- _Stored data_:
'''

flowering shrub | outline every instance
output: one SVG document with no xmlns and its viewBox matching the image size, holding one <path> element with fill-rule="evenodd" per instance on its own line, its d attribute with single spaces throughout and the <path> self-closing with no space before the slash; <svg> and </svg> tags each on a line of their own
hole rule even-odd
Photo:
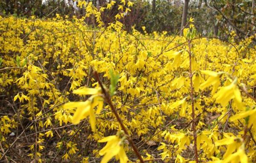
<svg viewBox="0 0 256 163">
<path fill-rule="evenodd" d="M 84 2 L 97 28 L 0 17 L 1 160 L 256 161 L 253 37 L 128 33 Z"/>
</svg>

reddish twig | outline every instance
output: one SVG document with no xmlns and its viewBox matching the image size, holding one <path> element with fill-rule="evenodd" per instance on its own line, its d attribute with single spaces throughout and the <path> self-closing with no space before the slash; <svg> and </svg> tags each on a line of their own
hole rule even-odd
<svg viewBox="0 0 256 163">
<path fill-rule="evenodd" d="M 193 91 L 193 82 L 192 78 L 193 77 L 193 73 L 192 72 L 192 64 L 191 63 L 191 44 L 190 40 L 188 40 L 189 43 L 189 79 L 190 80 L 190 97 L 191 98 L 191 105 L 192 107 L 192 119 L 193 120 L 192 123 L 192 130 L 193 130 L 193 137 L 194 138 L 194 150 L 195 152 L 195 162 L 198 163 L 198 149 L 197 147 L 196 139 L 197 137 L 196 130 L 195 128 L 196 120 L 195 115 L 195 106 Z"/>
<path fill-rule="evenodd" d="M 121 127 L 122 127 L 122 129 L 124 131 L 124 132 L 125 132 L 125 133 L 127 136 L 127 139 L 128 139 L 128 141 L 129 141 L 129 143 L 131 146 L 134 152 L 134 153 L 137 156 L 137 157 L 138 157 L 139 160 L 140 160 L 140 162 L 142 163 L 144 163 L 144 161 L 143 160 L 143 159 L 142 158 L 142 157 L 141 157 L 140 154 L 139 152 L 139 151 L 138 150 L 138 149 L 137 148 L 137 147 L 134 144 L 134 143 L 132 141 L 132 140 L 131 139 L 131 136 L 130 136 L 130 135 L 129 135 L 129 133 L 128 132 L 128 131 L 127 130 L 127 129 L 125 126 L 125 125 L 123 124 L 122 121 L 122 120 L 121 119 L 121 118 L 120 118 L 119 115 L 118 114 L 118 113 L 116 111 L 116 110 L 115 108 L 115 107 L 113 105 L 113 104 L 112 104 L 112 103 L 111 101 L 111 96 L 109 95 L 109 93 L 108 93 L 108 92 L 107 92 L 106 90 L 105 90 L 104 87 L 103 86 L 102 83 L 101 82 L 99 79 L 99 74 L 98 74 L 97 72 L 94 71 L 94 76 L 95 76 L 95 77 L 96 78 L 96 79 L 98 81 L 98 82 L 99 83 L 99 85 L 102 89 L 102 93 L 103 93 L 103 94 L 105 96 L 104 97 L 105 97 L 105 101 L 106 101 L 106 102 L 107 102 L 107 103 L 108 104 L 108 105 L 110 107 L 112 112 L 115 115 L 115 116 L 116 118 L 117 121 L 120 124 L 120 125 L 121 126 Z"/>
</svg>

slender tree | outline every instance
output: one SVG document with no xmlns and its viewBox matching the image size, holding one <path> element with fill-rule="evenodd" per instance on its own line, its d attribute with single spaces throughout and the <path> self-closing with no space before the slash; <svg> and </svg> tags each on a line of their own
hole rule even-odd
<svg viewBox="0 0 256 163">
<path fill-rule="evenodd" d="M 188 10 L 189 8 L 189 0 L 185 0 L 184 3 L 184 6 L 183 7 L 183 12 L 182 12 L 182 18 L 181 19 L 181 26 L 180 27 L 180 30 L 182 29 L 182 28 L 186 25 L 187 16 L 188 14 Z M 180 35 L 183 35 L 183 32 L 181 31 L 180 32 Z"/>
</svg>

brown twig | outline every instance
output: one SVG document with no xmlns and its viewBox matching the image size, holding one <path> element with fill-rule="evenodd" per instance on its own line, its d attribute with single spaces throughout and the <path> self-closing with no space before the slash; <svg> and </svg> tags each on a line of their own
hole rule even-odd
<svg viewBox="0 0 256 163">
<path fill-rule="evenodd" d="M 142 157 L 141 157 L 140 154 L 139 152 L 139 151 L 138 150 L 137 147 L 136 147 L 136 146 L 134 144 L 134 143 L 132 141 L 132 140 L 131 139 L 131 136 L 130 136 L 130 135 L 129 135 L 128 131 L 126 129 L 126 128 L 125 126 L 125 125 L 123 124 L 122 121 L 122 120 L 121 119 L 121 118 L 119 116 L 119 115 L 118 114 L 118 113 L 117 112 L 116 110 L 116 109 L 115 108 L 115 107 L 113 105 L 113 104 L 111 101 L 111 98 L 110 95 L 109 95 L 109 93 L 108 93 L 108 92 L 107 92 L 105 90 L 104 87 L 103 86 L 102 84 L 102 82 L 99 79 L 99 74 L 98 74 L 97 72 L 94 71 L 94 76 L 95 76 L 95 77 L 96 78 L 96 79 L 98 81 L 98 82 L 99 83 L 99 85 L 102 89 L 102 93 L 105 96 L 104 97 L 105 97 L 106 102 L 107 102 L 107 103 L 109 105 L 109 106 L 110 107 L 112 112 L 115 115 L 115 116 L 116 117 L 117 121 L 118 121 L 118 122 L 120 124 L 120 125 L 121 126 L 121 127 L 122 127 L 122 129 L 124 131 L 125 135 L 126 135 L 126 136 L 127 136 L 127 139 L 128 139 L 128 141 L 129 141 L 129 143 L 131 146 L 134 152 L 134 153 L 137 156 L 137 157 L 138 157 L 139 160 L 140 160 L 140 162 L 142 163 L 144 163 L 144 161 L 143 160 L 143 159 L 142 158 Z"/>
<path fill-rule="evenodd" d="M 189 44 L 189 79 L 190 80 L 190 97 L 191 98 L 191 105 L 192 107 L 192 119 L 193 119 L 192 123 L 192 130 L 193 130 L 193 137 L 194 138 L 194 150 L 195 152 L 195 162 L 198 163 L 198 149 L 197 147 L 197 134 L 196 130 L 196 119 L 195 115 L 195 106 L 194 101 L 194 96 L 193 90 L 193 82 L 192 78 L 193 77 L 193 73 L 192 72 L 192 53 L 191 53 L 191 42 L 190 40 L 188 40 Z"/>
</svg>

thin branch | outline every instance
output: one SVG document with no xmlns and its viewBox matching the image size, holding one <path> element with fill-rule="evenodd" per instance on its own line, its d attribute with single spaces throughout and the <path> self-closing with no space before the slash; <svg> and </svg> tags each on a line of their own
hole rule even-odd
<svg viewBox="0 0 256 163">
<path fill-rule="evenodd" d="M 121 127 L 122 127 L 122 129 L 124 131 L 125 135 L 126 135 L 126 136 L 127 136 L 127 139 L 128 139 L 128 141 L 129 141 L 129 143 L 130 143 L 130 144 L 131 145 L 131 146 L 134 152 L 134 153 L 135 153 L 135 154 L 137 156 L 137 157 L 138 157 L 139 160 L 140 160 L 140 162 L 142 163 L 144 163 L 144 161 L 143 160 L 143 159 L 142 158 L 142 157 L 141 157 L 140 154 L 139 152 L 139 151 L 138 150 L 138 149 L 137 148 L 137 147 L 134 144 L 134 143 L 132 141 L 132 140 L 131 139 L 131 136 L 129 135 L 128 131 L 126 129 L 126 128 L 125 126 L 125 125 L 124 125 L 124 124 L 122 123 L 122 119 L 121 119 L 121 118 L 119 116 L 119 115 L 118 114 L 118 113 L 116 111 L 116 110 L 114 106 L 113 105 L 113 104 L 111 101 L 110 95 L 109 95 L 108 92 L 107 92 L 107 91 L 105 90 L 104 87 L 103 86 L 102 83 L 101 82 L 99 79 L 99 74 L 96 71 L 94 71 L 94 76 L 95 76 L 95 77 L 96 78 L 96 79 L 98 81 L 98 82 L 99 83 L 99 85 L 102 89 L 102 93 L 103 93 L 103 94 L 105 96 L 105 100 L 106 101 L 107 103 L 109 105 L 109 106 L 110 107 L 112 112 L 115 115 L 117 121 L 118 121 L 118 122 L 120 124 L 120 125 L 121 126 Z"/>
</svg>

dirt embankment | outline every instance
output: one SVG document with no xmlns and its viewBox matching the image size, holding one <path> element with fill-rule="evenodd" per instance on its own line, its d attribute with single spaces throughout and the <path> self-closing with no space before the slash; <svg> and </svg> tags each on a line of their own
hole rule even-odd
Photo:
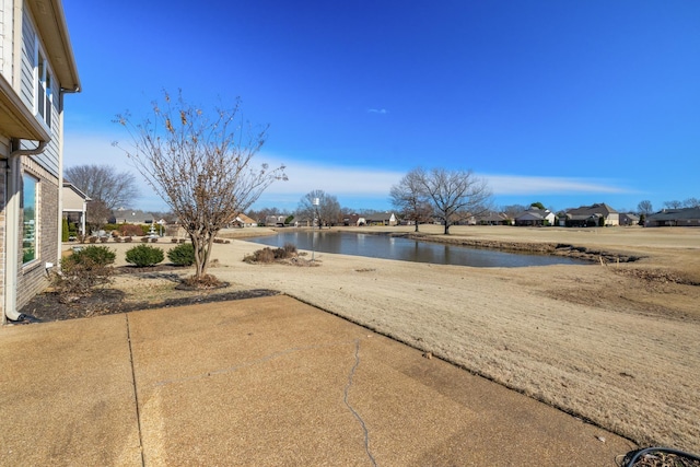
<svg viewBox="0 0 700 467">
<path fill-rule="evenodd" d="M 397 234 L 406 238 L 421 242 L 433 242 L 448 245 L 467 246 L 470 248 L 490 248 L 503 252 L 535 253 L 540 255 L 557 255 L 571 258 L 585 259 L 590 261 L 605 262 L 633 262 L 642 257 L 638 255 L 625 254 L 620 252 L 606 252 L 599 248 L 586 246 L 575 246 L 565 243 L 532 243 L 532 242 L 509 242 L 498 240 L 476 240 L 463 237 L 435 236 L 430 234 Z"/>
</svg>

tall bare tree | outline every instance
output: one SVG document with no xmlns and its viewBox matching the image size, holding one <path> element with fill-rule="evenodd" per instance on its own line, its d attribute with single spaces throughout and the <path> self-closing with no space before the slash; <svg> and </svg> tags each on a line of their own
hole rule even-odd
<svg viewBox="0 0 700 467">
<path fill-rule="evenodd" d="M 644 200 L 640 201 L 639 205 L 637 205 L 637 211 L 640 214 L 642 214 L 645 218 L 648 218 L 649 214 L 654 212 L 654 208 L 652 207 L 652 202 L 649 199 L 644 199 Z"/>
<path fill-rule="evenodd" d="M 136 177 L 131 172 L 117 172 L 110 165 L 84 164 L 66 167 L 63 178 L 92 198 L 102 201 L 104 208 L 133 206 L 139 197 Z"/>
<path fill-rule="evenodd" d="M 318 206 L 314 206 L 314 199 L 318 199 Z M 332 225 L 340 220 L 340 203 L 338 198 L 328 195 L 323 189 L 307 192 L 299 201 L 298 217 L 317 219 L 318 226 Z"/>
<path fill-rule="evenodd" d="M 392 206 L 400 211 L 404 219 L 416 223 L 416 232 L 418 232 L 418 225 L 421 222 L 428 222 L 433 214 L 423 178 L 424 172 L 421 168 L 413 168 L 389 190 Z"/>
<path fill-rule="evenodd" d="M 491 189 L 488 183 L 471 171 L 417 171 L 423 190 L 433 205 L 434 215 L 445 226 L 445 235 L 450 234 L 451 225 L 491 209 Z"/>
<path fill-rule="evenodd" d="M 188 104 L 182 92 L 142 122 L 118 115 L 133 145 L 125 149 L 149 185 L 171 207 L 195 247 L 194 280 L 206 283 L 217 233 L 245 211 L 275 180 L 285 180 L 284 166 L 254 165 L 267 127 L 256 129 L 240 117 L 241 101 L 230 109 L 207 113 Z M 124 149 L 124 148 L 122 148 Z"/>
</svg>

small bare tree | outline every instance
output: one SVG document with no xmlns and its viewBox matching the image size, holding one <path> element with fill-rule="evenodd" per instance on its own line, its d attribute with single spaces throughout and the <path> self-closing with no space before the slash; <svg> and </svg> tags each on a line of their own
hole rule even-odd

'''

- _REQUIREMENT_:
Give again only the lines of the material above that run from the one with "small bare tree | outline every instance" through the end, both included, exactly as they appear.

- _ANSWER TO THIS TASK_:
small bare tree | outline every instance
output: one SVG document with no xmlns and its viewBox matching the image size, holding one <path> element with fill-rule="evenodd" per instance on its own line, its d attribute with single spaces throughout and the <path> self-closing with no space before the slash; <svg> and </svg> tags each on a line of their own
hole rule even-odd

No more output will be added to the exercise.